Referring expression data
___
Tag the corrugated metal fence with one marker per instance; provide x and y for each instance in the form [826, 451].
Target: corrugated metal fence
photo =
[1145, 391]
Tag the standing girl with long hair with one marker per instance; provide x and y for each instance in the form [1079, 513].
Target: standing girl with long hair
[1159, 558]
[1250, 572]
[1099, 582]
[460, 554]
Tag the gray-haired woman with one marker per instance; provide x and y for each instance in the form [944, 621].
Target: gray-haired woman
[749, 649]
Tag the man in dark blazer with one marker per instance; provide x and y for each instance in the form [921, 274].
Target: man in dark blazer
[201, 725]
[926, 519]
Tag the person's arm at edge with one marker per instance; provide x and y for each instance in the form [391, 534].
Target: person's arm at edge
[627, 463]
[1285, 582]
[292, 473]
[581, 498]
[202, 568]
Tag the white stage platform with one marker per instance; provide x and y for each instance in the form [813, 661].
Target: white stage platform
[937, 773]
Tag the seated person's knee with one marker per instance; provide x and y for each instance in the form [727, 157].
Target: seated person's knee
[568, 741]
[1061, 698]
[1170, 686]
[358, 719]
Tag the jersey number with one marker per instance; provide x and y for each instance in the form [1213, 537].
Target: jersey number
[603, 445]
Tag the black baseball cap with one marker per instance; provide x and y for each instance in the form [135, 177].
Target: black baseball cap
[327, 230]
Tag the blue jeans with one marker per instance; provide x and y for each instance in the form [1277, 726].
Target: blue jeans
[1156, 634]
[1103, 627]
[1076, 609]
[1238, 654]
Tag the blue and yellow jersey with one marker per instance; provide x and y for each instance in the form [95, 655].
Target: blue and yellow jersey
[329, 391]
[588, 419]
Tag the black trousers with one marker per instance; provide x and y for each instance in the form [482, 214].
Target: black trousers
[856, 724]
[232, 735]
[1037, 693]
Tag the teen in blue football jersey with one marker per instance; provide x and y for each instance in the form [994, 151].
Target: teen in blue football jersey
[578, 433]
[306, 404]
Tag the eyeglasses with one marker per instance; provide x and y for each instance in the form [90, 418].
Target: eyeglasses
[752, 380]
___
PROBLEM DETAILS
If a line in the records above contains the word "corrugated", count it, then give the total and nothing else.

TASK SOLUTION
2